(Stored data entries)
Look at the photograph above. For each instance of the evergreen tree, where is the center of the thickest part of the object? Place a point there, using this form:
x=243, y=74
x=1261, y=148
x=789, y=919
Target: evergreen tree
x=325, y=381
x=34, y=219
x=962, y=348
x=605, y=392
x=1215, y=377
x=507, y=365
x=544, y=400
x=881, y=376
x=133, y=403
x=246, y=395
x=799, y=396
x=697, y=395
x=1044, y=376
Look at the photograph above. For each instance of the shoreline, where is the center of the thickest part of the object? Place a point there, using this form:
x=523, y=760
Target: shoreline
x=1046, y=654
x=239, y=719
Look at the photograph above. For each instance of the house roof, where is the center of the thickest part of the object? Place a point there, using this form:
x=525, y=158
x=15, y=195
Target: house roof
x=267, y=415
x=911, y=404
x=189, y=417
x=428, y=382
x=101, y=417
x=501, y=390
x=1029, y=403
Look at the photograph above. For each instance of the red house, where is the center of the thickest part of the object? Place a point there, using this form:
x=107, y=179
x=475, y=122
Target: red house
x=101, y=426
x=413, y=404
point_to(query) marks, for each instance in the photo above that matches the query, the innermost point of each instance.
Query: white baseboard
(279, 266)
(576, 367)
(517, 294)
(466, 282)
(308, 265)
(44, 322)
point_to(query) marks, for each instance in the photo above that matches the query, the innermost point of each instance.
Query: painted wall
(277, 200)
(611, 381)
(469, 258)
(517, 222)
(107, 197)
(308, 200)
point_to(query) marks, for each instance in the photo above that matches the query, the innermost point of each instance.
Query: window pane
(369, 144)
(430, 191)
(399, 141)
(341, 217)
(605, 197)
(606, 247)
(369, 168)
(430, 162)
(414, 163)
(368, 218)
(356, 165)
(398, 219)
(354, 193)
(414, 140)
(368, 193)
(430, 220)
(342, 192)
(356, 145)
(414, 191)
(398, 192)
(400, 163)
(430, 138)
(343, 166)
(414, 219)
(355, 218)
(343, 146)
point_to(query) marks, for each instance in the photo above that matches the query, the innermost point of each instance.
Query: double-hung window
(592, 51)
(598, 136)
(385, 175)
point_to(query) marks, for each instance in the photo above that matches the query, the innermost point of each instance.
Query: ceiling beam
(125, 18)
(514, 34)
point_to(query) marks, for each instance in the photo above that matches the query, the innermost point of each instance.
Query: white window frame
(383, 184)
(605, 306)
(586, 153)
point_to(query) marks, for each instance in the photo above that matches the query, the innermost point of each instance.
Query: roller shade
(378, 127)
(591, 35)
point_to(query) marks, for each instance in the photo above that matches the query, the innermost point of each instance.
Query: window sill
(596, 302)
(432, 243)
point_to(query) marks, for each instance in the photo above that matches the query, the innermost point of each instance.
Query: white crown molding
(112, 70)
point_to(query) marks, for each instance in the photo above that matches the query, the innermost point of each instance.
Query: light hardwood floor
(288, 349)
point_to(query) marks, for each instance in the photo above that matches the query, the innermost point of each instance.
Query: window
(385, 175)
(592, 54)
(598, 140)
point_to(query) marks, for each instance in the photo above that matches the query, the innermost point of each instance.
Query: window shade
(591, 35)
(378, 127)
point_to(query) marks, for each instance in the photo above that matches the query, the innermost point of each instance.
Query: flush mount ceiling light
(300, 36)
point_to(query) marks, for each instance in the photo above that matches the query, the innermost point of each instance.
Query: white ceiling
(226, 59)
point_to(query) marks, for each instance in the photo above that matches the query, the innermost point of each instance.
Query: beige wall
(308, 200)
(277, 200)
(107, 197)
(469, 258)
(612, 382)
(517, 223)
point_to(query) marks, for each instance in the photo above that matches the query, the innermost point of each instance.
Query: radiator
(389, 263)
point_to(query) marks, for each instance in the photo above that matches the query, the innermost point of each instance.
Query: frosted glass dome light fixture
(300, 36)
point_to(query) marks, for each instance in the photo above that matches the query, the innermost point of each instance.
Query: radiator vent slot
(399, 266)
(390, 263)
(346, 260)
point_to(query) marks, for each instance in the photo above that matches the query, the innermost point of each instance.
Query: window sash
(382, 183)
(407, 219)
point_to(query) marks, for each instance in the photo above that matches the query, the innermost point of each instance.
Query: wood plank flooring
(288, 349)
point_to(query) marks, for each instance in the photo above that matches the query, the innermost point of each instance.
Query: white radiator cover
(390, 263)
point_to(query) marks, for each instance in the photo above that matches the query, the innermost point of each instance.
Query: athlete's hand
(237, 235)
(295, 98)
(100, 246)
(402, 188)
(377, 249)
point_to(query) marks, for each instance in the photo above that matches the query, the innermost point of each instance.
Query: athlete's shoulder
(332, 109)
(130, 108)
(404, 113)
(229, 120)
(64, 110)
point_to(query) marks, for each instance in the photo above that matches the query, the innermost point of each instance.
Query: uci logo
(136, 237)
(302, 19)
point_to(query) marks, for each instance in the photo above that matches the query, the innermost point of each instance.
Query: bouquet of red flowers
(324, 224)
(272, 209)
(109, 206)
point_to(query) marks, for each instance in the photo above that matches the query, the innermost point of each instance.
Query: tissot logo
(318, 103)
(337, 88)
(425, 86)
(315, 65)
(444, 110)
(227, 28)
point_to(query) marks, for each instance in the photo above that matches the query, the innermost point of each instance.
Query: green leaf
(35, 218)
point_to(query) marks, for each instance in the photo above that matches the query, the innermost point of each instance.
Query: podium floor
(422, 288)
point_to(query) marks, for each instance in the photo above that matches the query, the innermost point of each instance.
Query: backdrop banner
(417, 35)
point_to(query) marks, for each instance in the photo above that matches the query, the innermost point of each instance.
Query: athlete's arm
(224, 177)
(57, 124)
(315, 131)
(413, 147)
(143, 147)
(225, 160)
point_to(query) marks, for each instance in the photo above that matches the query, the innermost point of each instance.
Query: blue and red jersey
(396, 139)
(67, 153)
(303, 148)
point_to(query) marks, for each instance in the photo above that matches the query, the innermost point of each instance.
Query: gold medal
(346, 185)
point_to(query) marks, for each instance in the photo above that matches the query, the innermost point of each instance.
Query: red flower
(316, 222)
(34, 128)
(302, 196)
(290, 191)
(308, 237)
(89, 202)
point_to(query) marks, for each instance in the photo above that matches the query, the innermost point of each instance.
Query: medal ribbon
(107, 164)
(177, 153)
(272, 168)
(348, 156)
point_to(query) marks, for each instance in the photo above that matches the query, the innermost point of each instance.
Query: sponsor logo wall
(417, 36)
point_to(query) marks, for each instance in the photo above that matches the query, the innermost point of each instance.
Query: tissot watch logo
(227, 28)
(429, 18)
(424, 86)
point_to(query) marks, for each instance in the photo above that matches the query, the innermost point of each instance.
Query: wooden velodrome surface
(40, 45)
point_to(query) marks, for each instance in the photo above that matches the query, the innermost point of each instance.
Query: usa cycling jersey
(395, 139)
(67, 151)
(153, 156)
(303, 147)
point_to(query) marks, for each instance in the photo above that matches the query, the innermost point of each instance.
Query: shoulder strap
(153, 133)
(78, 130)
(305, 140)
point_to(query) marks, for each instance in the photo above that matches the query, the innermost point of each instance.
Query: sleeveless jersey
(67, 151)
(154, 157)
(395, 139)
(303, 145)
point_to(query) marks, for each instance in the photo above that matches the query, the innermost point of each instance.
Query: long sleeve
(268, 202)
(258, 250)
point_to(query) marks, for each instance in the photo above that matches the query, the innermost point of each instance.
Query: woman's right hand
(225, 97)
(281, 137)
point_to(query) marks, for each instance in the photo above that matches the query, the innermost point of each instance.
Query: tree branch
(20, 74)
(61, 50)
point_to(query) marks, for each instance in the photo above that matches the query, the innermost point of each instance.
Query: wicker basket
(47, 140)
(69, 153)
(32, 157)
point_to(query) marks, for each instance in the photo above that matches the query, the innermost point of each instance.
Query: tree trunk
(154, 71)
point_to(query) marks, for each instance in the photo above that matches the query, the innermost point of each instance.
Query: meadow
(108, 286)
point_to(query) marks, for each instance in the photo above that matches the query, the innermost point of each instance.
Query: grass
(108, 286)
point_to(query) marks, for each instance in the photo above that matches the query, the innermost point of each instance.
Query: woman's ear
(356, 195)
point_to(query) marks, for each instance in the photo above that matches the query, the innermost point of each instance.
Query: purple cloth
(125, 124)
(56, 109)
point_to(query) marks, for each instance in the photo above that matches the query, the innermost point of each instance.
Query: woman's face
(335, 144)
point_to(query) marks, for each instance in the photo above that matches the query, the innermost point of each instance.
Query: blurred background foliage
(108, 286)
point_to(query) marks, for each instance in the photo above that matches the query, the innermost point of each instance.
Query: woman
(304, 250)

What to do: Pull out all lines of the data with the string "part".

Exercise response:
Look at the photograph above. For each instance of the evergreen tree, where is the center of the thickest part of the object? Place a point there, using this form:
Look at the photograph above. For each instance of the shoreline, where is the center of the thickest part of the object? Place a point there, using this form:
Look at the photograph above. For each instance of the house roof, where is the center of the thickest part of the object? Place a point there, using this form:
Look at the photograph above. For each instance of the red house, where is the center of the thickest part of the object? Place a point there, using this form:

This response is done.